Rewrite the records from their start through the line containing "[[[11,38],[3,24],[0,24],[0,45],[15,45],[18,43]]]", changing "cliff edge" to "cliff rim" and keeping everything else the same. Leave the pictures out of your answer.

(Stored dataset items)
------
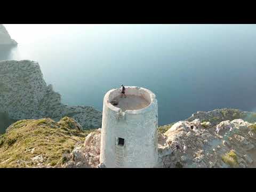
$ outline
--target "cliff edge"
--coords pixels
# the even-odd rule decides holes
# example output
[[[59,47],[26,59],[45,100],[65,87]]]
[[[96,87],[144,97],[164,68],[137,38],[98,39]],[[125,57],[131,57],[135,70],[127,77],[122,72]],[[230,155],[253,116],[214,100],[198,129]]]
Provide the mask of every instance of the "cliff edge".
[[[92,107],[61,103],[61,95],[46,85],[38,63],[30,60],[0,61],[0,113],[12,119],[49,117],[75,119],[83,129],[101,126],[102,113]]]
[[[11,38],[3,24],[0,24],[0,45],[15,45],[18,43]]]

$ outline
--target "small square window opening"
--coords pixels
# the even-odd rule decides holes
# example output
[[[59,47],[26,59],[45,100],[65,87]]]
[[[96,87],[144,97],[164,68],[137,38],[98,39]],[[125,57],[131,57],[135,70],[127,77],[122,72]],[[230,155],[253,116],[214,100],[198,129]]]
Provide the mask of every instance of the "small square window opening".
[[[118,145],[123,146],[124,145],[124,139],[118,138]]]

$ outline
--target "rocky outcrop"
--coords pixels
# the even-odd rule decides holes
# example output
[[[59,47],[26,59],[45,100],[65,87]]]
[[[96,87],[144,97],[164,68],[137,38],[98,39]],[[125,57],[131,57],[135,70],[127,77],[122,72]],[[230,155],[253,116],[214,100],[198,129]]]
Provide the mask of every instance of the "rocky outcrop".
[[[0,45],[15,45],[17,44],[17,42],[12,39],[5,27],[3,24],[0,24]]]
[[[46,85],[38,63],[30,60],[0,61],[0,112],[16,120],[64,116],[75,119],[84,129],[101,126],[102,113],[92,107],[69,106]]]
[[[76,168],[103,167],[100,164],[101,129],[90,133],[84,142],[78,142],[67,154],[68,161],[63,167]]]
[[[256,123],[223,119],[215,125],[198,118],[182,121],[164,134],[159,133],[156,167],[256,167]],[[217,128],[220,129],[218,133]],[[65,166],[103,167],[99,164],[100,144],[100,130],[88,135],[84,142],[75,147]]]
[[[249,111],[242,111],[235,109],[218,109],[210,111],[197,111],[186,120],[189,122],[199,119],[201,122],[210,122],[216,125],[225,120],[232,121],[242,119],[249,122],[256,121],[256,113]]]
[[[172,127],[158,134],[156,167],[256,167],[255,123],[236,119],[213,125],[195,119]],[[0,135],[0,167],[106,167],[99,162],[101,129],[81,130],[67,117],[19,121]]]
[[[193,123],[181,121],[173,125],[175,129],[171,127],[158,137],[157,167],[256,166],[256,159],[253,159],[256,157],[256,124],[238,119],[222,121],[216,126],[207,124],[189,130]],[[220,129],[218,133],[215,131],[217,128]],[[163,156],[163,149],[171,153]]]

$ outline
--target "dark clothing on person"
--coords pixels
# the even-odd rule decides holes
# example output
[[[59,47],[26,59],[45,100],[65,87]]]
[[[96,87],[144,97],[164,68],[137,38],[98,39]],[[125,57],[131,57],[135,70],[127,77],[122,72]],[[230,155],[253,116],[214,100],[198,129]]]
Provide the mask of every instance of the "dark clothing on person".
[[[124,86],[122,86],[122,93],[124,94],[125,93],[125,88],[124,87]]]

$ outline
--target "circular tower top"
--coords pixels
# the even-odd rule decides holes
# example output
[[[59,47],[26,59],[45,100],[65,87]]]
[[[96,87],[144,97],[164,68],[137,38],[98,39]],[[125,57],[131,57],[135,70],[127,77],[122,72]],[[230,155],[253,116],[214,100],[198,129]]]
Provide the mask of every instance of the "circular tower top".
[[[157,161],[158,107],[148,89],[125,86],[104,97],[100,161],[107,167],[153,167]]]

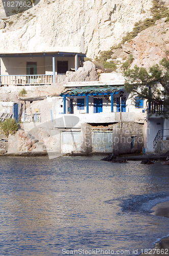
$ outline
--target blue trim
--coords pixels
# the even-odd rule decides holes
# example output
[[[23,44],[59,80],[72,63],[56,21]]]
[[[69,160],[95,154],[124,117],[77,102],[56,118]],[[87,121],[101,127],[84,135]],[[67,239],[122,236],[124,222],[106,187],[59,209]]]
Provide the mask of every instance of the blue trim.
[[[136,97],[135,98],[135,109],[143,109],[144,108],[144,100],[143,99],[140,99],[139,97]]]
[[[84,110],[84,99],[77,99],[77,109],[79,110]]]
[[[55,82],[55,58],[52,57],[53,82]]]
[[[111,93],[113,93],[114,94],[118,94],[118,93],[119,93],[119,92],[120,92],[120,91],[118,91],[118,92],[115,92],[114,93],[111,93],[111,92],[109,92],[109,93],[81,93],[80,94],[72,94],[72,95],[70,95],[68,93],[67,93],[66,94],[64,94],[63,93],[61,93],[61,94],[60,95],[60,96],[61,97],[64,97],[64,96],[66,96],[66,97],[78,97],[78,96],[87,96],[87,95],[89,95],[89,96],[96,96],[96,95],[111,95]]]
[[[66,96],[64,97],[64,114],[66,114]]]
[[[18,122],[18,104],[14,103],[13,105],[13,117],[16,123]]]
[[[94,98],[94,113],[103,112],[103,99]]]
[[[86,96],[86,113],[89,113],[89,95]]]
[[[77,71],[77,66],[78,66],[78,61],[77,61],[77,60],[78,60],[78,54],[77,53],[76,53],[76,55],[75,55],[75,58],[76,58],[76,68],[75,68],[75,71]]]
[[[76,54],[78,54],[79,57],[86,57],[86,55],[84,53],[71,53],[71,52],[58,52],[57,53],[25,53],[25,54],[20,54],[20,53],[4,53],[0,54],[1,58],[20,58],[20,57],[74,57]]]
[[[114,105],[114,98],[113,97],[114,94],[111,93],[111,112],[113,112],[113,105]]]

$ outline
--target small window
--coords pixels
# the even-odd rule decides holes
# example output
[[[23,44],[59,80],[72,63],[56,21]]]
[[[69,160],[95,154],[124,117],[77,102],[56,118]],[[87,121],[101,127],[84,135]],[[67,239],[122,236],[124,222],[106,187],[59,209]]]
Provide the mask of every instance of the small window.
[[[143,109],[144,108],[144,100],[140,99],[138,97],[135,98],[135,107],[136,109]]]
[[[77,99],[77,109],[84,110],[84,99]]]

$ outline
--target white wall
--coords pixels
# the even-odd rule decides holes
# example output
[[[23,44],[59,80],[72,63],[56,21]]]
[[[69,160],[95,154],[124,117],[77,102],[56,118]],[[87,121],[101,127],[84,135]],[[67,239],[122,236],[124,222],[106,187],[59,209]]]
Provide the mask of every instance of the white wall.
[[[160,130],[163,129],[163,119],[149,118],[147,122],[147,153],[154,153],[153,141]]]
[[[57,61],[68,61],[68,70],[74,69],[74,57],[59,57],[55,58],[55,74],[57,74]],[[26,75],[26,62],[37,62],[39,75],[52,74],[52,57],[12,57],[1,59],[2,75]],[[78,68],[79,67],[80,57],[78,57]]]
[[[2,58],[1,59],[2,75],[26,75],[26,62],[37,62],[38,74],[45,73],[45,58],[42,57]]]

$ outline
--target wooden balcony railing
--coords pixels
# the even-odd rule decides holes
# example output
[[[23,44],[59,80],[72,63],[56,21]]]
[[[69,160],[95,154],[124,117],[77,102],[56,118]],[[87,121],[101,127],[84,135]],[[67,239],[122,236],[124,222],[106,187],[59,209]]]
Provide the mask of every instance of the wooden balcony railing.
[[[50,84],[53,82],[52,75],[2,75],[1,85]]]

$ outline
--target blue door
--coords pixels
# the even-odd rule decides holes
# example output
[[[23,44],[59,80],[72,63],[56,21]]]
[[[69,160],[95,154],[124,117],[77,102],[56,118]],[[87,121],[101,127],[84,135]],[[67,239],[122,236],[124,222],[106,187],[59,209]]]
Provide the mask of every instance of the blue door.
[[[102,99],[94,99],[94,113],[100,113],[103,112]]]
[[[73,114],[73,99],[70,99],[70,114]]]
[[[14,104],[13,106],[13,117],[16,120],[16,122],[17,123],[18,122],[18,104],[16,103]]]
[[[126,97],[117,98],[116,106],[117,112],[126,112]]]

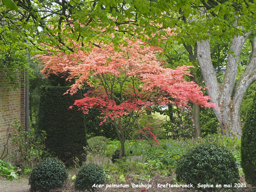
------
- COMPLETED EXERCISE
$ outline
--target "cliff rim"
--coords pixels
# the even-odd rule decides holes
# example output
[[[59,47],[26,59],[45,100],[65,87]]]
[[[96,87],[144,97],[164,68],[137,38],[98,39]],[[125,57],[131,57],[135,70],[127,77],[122,72]],[[230,155],[253,116],[214,100],[198,129]]]
Provide the mask of every instance of the "cliff rim".
[[[92,107],[61,103],[61,95],[46,85],[38,63],[30,60],[0,61],[0,113],[12,119],[49,117],[75,119],[83,129],[101,126],[102,113]]]
[[[11,38],[3,24],[0,24],[0,45],[15,45],[18,43]]]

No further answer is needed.